▸ **Description of the task**:
Examine the material below. Gather every line in which the string "pink" appears.

▸ **Supplied records**:
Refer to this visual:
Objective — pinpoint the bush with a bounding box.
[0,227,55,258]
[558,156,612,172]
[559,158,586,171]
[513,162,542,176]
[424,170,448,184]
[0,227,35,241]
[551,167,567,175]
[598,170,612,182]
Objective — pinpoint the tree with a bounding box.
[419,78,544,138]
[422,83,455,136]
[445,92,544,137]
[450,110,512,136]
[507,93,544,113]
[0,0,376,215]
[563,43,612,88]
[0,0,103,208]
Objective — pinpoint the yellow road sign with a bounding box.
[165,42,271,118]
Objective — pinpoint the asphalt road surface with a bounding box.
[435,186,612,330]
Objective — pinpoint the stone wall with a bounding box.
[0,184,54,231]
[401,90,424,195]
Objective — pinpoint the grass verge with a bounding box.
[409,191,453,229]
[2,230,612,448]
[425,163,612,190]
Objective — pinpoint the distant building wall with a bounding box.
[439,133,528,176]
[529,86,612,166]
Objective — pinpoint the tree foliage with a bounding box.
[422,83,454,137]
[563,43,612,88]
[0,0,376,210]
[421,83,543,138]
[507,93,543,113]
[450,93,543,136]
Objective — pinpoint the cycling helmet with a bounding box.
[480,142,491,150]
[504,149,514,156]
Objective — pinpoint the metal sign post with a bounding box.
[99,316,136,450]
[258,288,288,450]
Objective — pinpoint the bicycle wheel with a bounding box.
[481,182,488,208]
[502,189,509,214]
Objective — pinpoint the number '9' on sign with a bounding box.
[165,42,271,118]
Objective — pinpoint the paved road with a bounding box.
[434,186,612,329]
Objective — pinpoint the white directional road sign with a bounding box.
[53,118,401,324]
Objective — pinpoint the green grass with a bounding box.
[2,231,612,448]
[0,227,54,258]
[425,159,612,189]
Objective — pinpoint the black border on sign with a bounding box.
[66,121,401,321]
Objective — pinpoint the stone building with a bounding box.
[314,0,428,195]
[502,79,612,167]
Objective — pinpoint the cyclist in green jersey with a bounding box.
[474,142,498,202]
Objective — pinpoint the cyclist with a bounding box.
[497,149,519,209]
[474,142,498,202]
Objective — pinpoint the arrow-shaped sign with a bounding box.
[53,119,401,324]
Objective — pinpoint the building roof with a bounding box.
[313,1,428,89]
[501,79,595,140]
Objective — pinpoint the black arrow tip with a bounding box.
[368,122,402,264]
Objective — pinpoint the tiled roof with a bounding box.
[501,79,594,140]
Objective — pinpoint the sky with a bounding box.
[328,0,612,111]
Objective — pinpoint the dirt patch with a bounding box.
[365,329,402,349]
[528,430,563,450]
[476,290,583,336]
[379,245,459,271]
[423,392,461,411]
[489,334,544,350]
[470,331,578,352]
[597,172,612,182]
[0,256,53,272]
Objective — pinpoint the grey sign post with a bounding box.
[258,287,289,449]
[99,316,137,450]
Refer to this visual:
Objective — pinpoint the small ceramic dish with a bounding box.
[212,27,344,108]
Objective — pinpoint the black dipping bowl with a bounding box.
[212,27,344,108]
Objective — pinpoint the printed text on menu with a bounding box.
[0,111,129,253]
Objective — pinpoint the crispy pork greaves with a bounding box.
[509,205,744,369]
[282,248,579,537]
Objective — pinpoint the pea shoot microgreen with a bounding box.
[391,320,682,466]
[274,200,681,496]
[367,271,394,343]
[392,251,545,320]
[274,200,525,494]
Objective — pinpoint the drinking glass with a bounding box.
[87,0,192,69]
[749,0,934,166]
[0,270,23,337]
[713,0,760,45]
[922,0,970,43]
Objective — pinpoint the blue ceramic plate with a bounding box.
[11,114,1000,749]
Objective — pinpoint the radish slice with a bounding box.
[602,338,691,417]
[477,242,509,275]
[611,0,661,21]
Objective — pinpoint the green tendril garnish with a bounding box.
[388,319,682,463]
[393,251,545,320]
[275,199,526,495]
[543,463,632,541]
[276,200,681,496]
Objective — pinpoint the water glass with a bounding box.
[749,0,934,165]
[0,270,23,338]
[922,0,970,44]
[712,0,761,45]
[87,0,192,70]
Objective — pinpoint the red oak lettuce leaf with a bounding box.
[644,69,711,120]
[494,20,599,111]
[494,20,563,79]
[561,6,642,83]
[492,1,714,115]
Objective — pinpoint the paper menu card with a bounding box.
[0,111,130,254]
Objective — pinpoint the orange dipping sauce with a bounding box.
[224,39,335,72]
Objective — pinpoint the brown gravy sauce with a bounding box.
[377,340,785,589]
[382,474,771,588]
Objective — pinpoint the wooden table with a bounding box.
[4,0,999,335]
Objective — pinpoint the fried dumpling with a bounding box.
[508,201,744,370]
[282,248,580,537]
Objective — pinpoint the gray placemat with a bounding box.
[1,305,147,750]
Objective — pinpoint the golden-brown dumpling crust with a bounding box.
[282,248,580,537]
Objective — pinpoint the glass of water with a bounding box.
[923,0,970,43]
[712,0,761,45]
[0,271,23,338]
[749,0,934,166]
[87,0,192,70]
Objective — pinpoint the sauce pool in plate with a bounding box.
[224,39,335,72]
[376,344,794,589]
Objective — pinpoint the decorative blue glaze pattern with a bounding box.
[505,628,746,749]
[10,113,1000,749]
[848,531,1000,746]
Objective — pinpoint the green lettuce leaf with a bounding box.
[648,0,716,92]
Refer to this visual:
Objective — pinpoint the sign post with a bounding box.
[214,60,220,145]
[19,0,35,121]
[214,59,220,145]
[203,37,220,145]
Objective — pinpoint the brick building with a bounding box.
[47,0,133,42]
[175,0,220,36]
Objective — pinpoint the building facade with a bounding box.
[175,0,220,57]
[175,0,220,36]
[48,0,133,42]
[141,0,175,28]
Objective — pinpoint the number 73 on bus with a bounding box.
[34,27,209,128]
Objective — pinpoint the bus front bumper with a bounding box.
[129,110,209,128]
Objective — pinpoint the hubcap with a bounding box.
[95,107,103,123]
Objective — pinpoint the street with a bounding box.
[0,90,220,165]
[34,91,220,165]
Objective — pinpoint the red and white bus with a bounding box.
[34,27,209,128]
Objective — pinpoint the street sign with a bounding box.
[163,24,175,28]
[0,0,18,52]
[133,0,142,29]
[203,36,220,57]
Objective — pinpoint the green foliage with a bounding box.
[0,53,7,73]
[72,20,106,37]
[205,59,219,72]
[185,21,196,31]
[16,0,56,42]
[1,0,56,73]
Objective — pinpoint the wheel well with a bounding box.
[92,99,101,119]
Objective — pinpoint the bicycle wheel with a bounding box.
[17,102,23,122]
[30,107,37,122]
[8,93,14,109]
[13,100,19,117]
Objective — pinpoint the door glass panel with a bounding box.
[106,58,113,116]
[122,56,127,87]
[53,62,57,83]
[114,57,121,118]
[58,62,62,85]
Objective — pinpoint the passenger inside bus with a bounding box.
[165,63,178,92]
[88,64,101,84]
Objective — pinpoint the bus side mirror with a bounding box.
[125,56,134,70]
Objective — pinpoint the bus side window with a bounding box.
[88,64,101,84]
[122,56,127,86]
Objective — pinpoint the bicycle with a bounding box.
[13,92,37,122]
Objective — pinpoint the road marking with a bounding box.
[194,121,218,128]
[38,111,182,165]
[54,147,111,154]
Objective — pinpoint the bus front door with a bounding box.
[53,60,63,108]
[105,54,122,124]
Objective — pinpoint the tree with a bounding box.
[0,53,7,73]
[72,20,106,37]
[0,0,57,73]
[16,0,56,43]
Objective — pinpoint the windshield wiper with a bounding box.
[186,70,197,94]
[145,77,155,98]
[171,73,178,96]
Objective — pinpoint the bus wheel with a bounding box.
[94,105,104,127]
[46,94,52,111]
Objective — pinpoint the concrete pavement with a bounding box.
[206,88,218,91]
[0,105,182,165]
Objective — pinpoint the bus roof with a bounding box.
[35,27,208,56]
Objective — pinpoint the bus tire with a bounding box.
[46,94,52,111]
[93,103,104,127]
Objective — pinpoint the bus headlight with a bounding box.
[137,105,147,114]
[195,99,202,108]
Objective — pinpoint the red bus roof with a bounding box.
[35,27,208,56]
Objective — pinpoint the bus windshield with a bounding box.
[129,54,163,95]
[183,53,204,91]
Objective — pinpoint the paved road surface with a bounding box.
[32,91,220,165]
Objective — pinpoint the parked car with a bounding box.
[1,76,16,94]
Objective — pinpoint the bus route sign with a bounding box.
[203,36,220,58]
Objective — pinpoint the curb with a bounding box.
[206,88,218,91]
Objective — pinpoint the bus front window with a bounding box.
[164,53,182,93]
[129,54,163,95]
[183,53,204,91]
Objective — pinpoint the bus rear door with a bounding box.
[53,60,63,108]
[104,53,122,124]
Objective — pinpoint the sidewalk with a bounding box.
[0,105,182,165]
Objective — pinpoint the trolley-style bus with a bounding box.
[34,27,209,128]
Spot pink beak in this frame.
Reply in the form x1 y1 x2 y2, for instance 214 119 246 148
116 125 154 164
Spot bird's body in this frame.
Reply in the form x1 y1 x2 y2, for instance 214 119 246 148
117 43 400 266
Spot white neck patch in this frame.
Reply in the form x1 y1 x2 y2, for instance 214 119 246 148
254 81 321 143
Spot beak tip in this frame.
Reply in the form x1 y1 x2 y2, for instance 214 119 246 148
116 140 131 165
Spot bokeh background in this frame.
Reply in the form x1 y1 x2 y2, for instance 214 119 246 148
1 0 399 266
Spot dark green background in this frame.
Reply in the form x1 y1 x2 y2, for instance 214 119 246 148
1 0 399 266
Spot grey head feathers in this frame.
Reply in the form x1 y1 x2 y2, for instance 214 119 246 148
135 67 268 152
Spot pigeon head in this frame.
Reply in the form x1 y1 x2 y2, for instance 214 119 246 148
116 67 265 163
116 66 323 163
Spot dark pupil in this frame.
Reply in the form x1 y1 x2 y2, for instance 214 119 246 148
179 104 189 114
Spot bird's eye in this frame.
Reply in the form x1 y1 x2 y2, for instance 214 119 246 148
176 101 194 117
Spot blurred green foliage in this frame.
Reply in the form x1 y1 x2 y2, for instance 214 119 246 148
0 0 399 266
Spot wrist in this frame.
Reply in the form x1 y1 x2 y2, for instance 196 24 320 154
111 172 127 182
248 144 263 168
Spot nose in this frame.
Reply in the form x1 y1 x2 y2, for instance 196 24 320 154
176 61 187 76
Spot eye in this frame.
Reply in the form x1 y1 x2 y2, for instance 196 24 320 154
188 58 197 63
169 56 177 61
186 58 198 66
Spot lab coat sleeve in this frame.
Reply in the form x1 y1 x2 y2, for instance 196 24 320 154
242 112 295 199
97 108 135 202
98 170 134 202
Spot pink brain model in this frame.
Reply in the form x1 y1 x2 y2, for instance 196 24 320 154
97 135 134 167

▸ **Answer box**:
Spot pink beak in this frame.
Spot pink brain model in this frame.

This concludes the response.